> Exercise
The response must consist of each line in the listing that has the word "police" in it.

> Data extracts

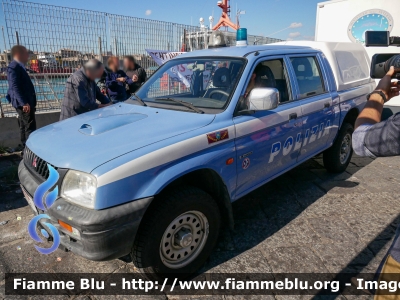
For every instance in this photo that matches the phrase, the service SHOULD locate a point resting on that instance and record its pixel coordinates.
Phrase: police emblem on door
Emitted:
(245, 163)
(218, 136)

---

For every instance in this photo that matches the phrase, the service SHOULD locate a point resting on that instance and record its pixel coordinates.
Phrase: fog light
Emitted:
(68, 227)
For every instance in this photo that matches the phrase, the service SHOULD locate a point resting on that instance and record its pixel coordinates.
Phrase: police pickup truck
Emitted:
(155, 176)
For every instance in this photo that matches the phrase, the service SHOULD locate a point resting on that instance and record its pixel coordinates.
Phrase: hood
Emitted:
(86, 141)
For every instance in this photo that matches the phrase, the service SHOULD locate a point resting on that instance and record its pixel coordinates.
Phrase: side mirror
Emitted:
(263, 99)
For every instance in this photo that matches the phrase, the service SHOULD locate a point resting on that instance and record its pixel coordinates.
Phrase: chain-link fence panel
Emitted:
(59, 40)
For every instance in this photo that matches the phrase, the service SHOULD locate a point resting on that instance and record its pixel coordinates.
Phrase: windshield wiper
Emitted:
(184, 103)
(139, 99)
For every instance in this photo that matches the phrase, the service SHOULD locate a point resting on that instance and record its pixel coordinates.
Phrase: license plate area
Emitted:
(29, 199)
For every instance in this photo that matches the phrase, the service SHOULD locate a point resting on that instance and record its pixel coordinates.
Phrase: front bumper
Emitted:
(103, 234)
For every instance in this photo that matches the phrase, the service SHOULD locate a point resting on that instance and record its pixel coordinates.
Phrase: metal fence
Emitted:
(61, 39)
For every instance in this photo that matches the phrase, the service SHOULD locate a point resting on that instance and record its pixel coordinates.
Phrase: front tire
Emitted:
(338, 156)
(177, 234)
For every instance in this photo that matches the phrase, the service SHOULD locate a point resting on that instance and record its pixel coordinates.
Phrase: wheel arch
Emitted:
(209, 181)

> Response area
Phrase: police emblem on door
Phrase: police pickup truck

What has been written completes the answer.